* START Selected excerpt *

Football on field

Federal Court Grants Penn State’s Motion to Protect Title IX Documents, Sacks Student Athlete’s Call for Unfettered Disclosure

The United States District Court for the Middle District of Pennsylvania has ruled that investigative materials regarding alleged hazing in the Penn State football program will remain confidential. In January 2020, Isaiah Humphries (“Humphries”), a former student football player, filed suit against the University, head football coach, James Franklin (“Coach Franklin”), and fellow student-athlete Damion Barber (“Barber”). Humphries, the son of former Penn State and NFL defensive back Leonard Humphries, alleged that he was subjected to a campaign of hazing, as well as physical, emotional, and sexual abuse by Barber and other teammates, and that the University and Coach Franklin turned a blind eye to the abuse.

* END Selected excerpt *
* START Given data *

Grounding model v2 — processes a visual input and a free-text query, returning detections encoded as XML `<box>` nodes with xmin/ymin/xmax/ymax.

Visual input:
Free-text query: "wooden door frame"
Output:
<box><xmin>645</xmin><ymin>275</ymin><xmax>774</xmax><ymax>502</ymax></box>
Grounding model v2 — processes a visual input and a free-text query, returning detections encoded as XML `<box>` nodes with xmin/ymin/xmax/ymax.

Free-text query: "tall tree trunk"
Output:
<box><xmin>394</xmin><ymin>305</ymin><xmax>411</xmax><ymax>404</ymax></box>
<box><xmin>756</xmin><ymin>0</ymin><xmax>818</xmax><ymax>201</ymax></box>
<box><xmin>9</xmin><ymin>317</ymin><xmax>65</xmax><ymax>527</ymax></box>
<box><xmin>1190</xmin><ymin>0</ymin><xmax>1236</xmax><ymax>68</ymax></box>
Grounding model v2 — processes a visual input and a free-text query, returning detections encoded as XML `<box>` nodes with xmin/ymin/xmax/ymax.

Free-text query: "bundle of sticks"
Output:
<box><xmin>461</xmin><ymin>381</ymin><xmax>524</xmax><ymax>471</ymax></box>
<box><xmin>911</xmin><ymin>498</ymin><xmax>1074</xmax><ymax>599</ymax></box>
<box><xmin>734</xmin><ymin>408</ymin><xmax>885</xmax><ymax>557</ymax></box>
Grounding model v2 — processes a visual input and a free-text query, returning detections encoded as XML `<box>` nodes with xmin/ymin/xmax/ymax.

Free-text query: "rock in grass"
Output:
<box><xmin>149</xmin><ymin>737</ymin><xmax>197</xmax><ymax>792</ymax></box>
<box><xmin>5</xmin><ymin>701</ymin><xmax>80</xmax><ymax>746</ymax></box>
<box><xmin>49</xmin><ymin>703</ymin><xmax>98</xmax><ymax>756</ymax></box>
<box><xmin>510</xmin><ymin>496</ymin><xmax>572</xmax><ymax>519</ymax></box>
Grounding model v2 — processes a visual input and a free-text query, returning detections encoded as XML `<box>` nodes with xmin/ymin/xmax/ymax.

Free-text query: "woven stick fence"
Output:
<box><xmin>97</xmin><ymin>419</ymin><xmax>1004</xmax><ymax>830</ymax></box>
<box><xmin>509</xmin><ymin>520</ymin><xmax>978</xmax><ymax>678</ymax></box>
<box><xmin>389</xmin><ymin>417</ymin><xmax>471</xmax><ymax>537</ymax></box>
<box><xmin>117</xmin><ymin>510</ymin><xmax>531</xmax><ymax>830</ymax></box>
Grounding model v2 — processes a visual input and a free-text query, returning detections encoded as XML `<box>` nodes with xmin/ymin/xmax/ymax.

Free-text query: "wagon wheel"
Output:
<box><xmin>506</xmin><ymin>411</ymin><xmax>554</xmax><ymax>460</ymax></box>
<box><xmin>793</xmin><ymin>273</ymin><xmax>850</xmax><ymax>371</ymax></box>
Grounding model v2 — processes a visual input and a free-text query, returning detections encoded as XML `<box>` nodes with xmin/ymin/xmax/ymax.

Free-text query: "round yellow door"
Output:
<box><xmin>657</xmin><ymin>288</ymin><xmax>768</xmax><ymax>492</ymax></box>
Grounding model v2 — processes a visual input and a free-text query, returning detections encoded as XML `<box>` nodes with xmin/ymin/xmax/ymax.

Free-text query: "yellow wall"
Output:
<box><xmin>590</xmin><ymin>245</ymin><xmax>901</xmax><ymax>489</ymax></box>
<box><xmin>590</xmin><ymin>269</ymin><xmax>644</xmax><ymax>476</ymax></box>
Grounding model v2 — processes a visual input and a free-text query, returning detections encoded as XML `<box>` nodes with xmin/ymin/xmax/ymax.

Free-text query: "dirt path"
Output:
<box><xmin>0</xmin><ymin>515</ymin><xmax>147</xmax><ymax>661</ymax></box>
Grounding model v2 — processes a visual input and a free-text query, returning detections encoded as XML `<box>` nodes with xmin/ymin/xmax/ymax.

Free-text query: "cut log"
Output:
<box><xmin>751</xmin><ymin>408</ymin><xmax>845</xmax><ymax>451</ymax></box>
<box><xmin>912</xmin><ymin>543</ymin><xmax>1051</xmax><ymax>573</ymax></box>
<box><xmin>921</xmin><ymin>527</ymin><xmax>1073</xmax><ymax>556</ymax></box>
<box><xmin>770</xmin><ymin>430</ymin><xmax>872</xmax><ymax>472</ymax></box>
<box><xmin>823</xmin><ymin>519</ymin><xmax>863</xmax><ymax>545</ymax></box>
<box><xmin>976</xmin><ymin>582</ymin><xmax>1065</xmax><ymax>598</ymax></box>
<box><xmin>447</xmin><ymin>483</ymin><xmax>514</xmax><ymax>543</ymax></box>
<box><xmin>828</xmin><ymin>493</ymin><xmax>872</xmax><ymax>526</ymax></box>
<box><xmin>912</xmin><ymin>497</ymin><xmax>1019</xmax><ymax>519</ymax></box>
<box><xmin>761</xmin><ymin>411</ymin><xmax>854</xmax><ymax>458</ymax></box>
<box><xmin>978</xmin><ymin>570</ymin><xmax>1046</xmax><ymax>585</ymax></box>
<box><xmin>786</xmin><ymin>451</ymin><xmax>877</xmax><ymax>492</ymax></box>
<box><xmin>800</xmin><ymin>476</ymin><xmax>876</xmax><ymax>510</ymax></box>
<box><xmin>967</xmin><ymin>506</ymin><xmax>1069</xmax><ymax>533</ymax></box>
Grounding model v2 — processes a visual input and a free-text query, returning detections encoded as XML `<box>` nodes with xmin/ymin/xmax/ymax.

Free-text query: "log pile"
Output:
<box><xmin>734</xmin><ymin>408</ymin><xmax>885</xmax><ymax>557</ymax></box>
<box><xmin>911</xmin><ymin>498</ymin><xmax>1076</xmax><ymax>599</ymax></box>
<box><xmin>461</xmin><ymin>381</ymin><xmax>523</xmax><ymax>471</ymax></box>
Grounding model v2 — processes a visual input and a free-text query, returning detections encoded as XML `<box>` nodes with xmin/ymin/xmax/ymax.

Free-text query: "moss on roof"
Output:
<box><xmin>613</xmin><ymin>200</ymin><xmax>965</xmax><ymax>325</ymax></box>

* END Given data *

Required actions ->
1 – List each line of the entries that contains the word "yellow", treating uppercase and lowercase as different.
2 – Write the next part of the article on the Penn State hazing lawsuit, starting after its final sentence.
The entries have no connection to the article on the Penn State hazing lawsuit.

Answers for this exercise ->
1 –
Free-text query: "round yellow door"
Free-text query: "yellow wall"

2 –
As noted in the complaint, in 2019, the University received an anonymous report regarding gender-based harassment and hazing that allegedly occurred in 2018; those allegations were investigated by the University’s Office of Sexual Misconduct Prevention and Response (“OSMPR”) pursuant to its Title IX policies and procedures. Those policies provide that the University’s Title IX process is not open to the general public and that documents prepared in connection with the same are not to be disclosed outside of the hearing process, “except as may be required or authorized by law or legal proceedings.”  In his complaint, Humphries noted that following its investigation, the OSMPR issued a 75-page investigative report (the “Investigative Report”). Consistent with OSMPR’s practice, near the conclusion of its investigation, Humphries was shown a copy of the draft Investigative Report, on the express condition that he maintain its confidentiality.

As set forth in Humphries’ federal court complaint (which was amended three times), Humphries asserted:

  • Title IX harassment and retaliation claims against the University;
  • assault and battery, intentional infliction of emotional distress, and civil conspiracy counts against his former teammate, Barber;
  • violations of the Pennsylvania antihazing statute by the University and Barber; and
  • negligence and negligent infliction of intentional distress claims against all three defendants.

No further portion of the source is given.